(Natural-language object grounding data)
-- Opening Marker --

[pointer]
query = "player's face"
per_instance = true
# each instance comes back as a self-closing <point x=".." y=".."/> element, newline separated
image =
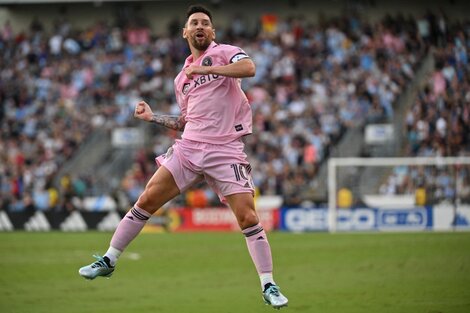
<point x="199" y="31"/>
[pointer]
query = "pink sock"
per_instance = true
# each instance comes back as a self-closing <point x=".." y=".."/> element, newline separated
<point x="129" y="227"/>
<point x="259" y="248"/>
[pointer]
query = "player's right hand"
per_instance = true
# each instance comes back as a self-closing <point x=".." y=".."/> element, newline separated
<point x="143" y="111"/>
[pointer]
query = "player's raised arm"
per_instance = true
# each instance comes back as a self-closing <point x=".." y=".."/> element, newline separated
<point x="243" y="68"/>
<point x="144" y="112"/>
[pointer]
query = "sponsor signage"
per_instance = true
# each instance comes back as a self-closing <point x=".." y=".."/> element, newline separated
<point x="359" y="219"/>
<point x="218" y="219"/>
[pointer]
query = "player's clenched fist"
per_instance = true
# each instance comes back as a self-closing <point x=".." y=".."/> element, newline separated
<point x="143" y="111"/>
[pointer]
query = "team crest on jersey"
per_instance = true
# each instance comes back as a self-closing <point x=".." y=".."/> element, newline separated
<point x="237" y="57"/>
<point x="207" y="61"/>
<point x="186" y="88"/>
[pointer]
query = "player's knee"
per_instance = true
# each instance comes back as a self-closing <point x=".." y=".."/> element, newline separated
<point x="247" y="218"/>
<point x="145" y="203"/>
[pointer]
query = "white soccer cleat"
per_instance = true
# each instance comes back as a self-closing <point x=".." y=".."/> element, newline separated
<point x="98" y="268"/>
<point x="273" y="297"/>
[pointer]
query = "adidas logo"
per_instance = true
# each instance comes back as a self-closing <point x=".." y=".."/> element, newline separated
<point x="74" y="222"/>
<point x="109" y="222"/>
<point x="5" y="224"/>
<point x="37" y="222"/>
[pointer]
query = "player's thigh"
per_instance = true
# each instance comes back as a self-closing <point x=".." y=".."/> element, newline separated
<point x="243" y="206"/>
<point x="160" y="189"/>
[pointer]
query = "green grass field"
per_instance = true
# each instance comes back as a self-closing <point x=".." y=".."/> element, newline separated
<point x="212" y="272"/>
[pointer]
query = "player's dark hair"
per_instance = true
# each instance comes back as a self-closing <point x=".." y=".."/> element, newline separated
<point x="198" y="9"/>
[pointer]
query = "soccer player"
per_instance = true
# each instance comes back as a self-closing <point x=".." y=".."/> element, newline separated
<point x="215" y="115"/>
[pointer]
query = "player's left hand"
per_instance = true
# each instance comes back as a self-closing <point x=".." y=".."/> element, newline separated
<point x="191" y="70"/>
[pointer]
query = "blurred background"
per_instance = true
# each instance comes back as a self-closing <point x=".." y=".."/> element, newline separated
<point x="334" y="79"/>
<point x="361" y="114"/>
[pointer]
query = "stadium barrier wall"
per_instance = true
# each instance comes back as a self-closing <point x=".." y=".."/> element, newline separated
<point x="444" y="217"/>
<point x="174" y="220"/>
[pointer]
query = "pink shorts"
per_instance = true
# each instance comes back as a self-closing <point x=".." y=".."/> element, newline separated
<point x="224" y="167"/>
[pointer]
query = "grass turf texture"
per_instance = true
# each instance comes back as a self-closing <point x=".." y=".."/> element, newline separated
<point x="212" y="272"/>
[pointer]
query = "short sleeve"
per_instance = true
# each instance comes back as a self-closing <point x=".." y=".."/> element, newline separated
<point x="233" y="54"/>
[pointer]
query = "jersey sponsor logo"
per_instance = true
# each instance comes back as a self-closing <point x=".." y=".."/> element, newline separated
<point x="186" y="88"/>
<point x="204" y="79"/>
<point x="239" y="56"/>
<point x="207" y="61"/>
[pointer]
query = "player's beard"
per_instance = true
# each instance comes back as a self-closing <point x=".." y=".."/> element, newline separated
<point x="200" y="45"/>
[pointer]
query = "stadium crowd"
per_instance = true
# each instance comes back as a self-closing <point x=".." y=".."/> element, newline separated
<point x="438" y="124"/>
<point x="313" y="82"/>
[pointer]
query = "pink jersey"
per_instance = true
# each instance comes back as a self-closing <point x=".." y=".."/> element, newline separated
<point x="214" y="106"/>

-- Closing Marker --

**Task objective**
Please reproduce every record exactly, leaving the pictures out.

**Output of the exercise**
[pointer]
query = "player's face"
per_instance = true
# each instance comes back as a self-closing <point x=".." y=".."/> element, newline separated
image =
<point x="199" y="31"/>
[pointer]
query = "pink sock"
per_instance = true
# each instance comes back as a self-closing <point x=".." y=".."/> element, newline separated
<point x="129" y="227"/>
<point x="259" y="248"/>
[pointer]
query = "player's right hand"
per_instance = true
# each instance comes back as a self-closing <point x=".." y=".."/> element, newline separated
<point x="143" y="111"/>
[pointer]
query = "player's raised arm"
per_instance = true
# each instance comes back as a self-closing <point x=".." y=".."/> element, newline separated
<point x="243" y="68"/>
<point x="144" y="112"/>
[pointer]
query = "sponsor signage"
per_instance = true
# each instance comes back as a self-closing <point x=".." y=".."/> element, newline separated
<point x="359" y="219"/>
<point x="218" y="219"/>
[pointer]
query = "player's clenched fist"
per_instance = true
# each instance comes back as a self-closing <point x=".." y=".."/> element, newline separated
<point x="143" y="111"/>
[pointer]
query = "team crest on jersey"
per_instance = true
# each instance comes back as a self-closing <point x=".." y=".."/> element, newline separated
<point x="237" y="57"/>
<point x="207" y="61"/>
<point x="186" y="88"/>
[pointer]
query = "player's knee"
per_instance = true
# each instance comes back as a self-closing <point x=".." y=".."/> element, newline separated
<point x="247" y="218"/>
<point x="145" y="203"/>
[pointer]
query = "white soccer cleat"
per_instance = true
# each instance comes back as a self-closing <point x=".." y=".."/> element, newline separated
<point x="98" y="268"/>
<point x="273" y="297"/>
[pointer]
query = "adidas logo"
per_instance = true
# each instance comes back as a self-closing <point x=".." y=".."/> element, newline separated
<point x="74" y="222"/>
<point x="109" y="222"/>
<point x="5" y="224"/>
<point x="37" y="222"/>
[pointer]
query = "player's thigh"
per_instance = true
# each instance comes back as a self-closing <point x=".." y=".."/> element, newline separated
<point x="243" y="206"/>
<point x="160" y="189"/>
[pointer]
query = "green grass field"
per_instance = true
# each instance comes back as a self-closing <point x=".." y=".."/> element, newline separated
<point x="212" y="272"/>
[pointer]
query = "player's dark hair"
per_instance = true
# each instance comes back as a self-closing <point x=".." y=".."/> element, newline separated
<point x="198" y="9"/>
[pointer]
query = "soccer player"
per_instance = true
# each instance comes back as a self-closing <point x=".." y=".."/> element, newline separated
<point x="215" y="115"/>
[pointer]
query = "player's left hand"
per_instance = true
# each instance comes back as a self-closing <point x=".." y=".."/> element, newline separated
<point x="191" y="70"/>
[pointer]
query = "blurred background"
per_instance = true
# each instance comes back as a self-closing <point x=".." y=".."/> element, newline separated
<point x="334" y="79"/>
<point x="361" y="114"/>
[pointer]
query = "stadium barrier wall"
per_instance = true
# each instance comes back as a self-closing <point x=".." y=".."/> element, newline separated
<point x="444" y="217"/>
<point x="174" y="220"/>
[pointer]
query = "pink shorts"
per_instance = true
# each instance comes back as a self-closing <point x=".." y=".."/> element, newline separated
<point x="224" y="167"/>
[pointer]
query = "grass turf texture"
per_instance = true
# each instance comes back as a self-closing <point x=".." y=".."/> element, newline separated
<point x="212" y="272"/>
[pointer]
query = "short sleeve"
per_instance = true
# each instance comes back as a self-closing <point x=".." y=".."/> element, newline separated
<point x="233" y="54"/>
[pointer]
query = "jersey sponsor logo"
per_instance = true
# each instance comes back as a self-closing <point x=".." y=".."/> element, newline separated
<point x="186" y="88"/>
<point x="204" y="79"/>
<point x="239" y="56"/>
<point x="207" y="61"/>
[pointer]
query = "player's beard"
per_instance = true
# each instance comes back as a self-closing <point x=".." y=".."/> element, newline separated
<point x="200" y="45"/>
[pointer]
query = "stadium crowd"
per_instance = true
# each instance comes back as a self-closing <point x=".." y=".."/> element, newline separated
<point x="438" y="124"/>
<point x="313" y="82"/>
[pointer]
query = "pink jersey"
per_instance = true
# each instance comes back as a self-closing <point x=".." y=".."/> element, newline separated
<point x="214" y="106"/>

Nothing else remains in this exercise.